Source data

○ ○ ○ ○

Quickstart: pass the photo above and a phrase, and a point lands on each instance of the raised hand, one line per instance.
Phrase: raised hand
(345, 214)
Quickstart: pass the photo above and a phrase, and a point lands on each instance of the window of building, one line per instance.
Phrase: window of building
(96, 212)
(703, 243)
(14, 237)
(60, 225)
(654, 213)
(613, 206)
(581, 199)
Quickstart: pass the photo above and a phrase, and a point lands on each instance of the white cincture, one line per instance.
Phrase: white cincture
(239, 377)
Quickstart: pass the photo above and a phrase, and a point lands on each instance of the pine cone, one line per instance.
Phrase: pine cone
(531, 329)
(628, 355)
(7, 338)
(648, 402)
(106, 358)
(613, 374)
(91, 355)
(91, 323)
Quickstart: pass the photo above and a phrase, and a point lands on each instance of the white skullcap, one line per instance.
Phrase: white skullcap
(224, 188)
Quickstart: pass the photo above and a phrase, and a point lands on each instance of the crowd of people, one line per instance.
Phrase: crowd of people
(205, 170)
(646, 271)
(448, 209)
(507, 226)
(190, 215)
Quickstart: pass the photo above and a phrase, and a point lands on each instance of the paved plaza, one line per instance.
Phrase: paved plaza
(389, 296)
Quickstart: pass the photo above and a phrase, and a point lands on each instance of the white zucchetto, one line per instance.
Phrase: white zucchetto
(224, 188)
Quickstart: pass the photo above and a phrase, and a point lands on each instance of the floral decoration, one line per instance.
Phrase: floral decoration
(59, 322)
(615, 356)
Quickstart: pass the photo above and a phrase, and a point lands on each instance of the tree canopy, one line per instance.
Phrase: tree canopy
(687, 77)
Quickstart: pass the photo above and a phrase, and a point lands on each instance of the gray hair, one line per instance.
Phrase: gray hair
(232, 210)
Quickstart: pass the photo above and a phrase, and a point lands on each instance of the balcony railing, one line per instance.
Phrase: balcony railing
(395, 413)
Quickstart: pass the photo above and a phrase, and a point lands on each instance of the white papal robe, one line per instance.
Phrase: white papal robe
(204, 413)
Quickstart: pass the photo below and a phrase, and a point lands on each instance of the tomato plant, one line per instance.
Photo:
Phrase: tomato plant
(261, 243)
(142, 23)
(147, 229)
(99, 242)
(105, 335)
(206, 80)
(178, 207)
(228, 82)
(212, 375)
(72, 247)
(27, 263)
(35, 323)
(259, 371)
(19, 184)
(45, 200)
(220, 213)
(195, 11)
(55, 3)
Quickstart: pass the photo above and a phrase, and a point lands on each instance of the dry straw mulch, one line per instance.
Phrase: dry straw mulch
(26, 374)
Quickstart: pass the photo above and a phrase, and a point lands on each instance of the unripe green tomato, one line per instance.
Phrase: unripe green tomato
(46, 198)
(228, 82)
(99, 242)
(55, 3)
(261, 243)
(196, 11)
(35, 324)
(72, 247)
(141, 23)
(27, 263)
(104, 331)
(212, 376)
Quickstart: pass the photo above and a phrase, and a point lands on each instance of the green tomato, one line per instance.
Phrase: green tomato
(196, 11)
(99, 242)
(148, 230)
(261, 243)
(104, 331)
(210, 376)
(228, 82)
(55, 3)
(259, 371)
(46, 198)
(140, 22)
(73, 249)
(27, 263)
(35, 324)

○ ○ ○ ○

Task instructions
Copy only the stretch running from the line containing "Phrase: dry straw mulch" to the final line of the entries, both ends included, exactly as it stands.

Solution for this exercise
Phrase: dry straw mulch
(26, 374)
Quickstart: pass the photo above and a phrase, and a point lands on each instance of the unripe green tomato, one line per instance.
Phrase: unripe green tomato
(46, 198)
(228, 82)
(99, 242)
(55, 3)
(261, 243)
(196, 11)
(35, 324)
(72, 247)
(141, 23)
(27, 263)
(104, 331)
(212, 376)
Quickstart: pass the photo above and a phrase, and a point lands on each instance of the green tomato, one line per instance.
Phrase: green tomato
(196, 11)
(99, 242)
(148, 230)
(261, 243)
(104, 331)
(210, 376)
(228, 82)
(55, 3)
(259, 371)
(46, 198)
(140, 22)
(73, 249)
(27, 263)
(35, 324)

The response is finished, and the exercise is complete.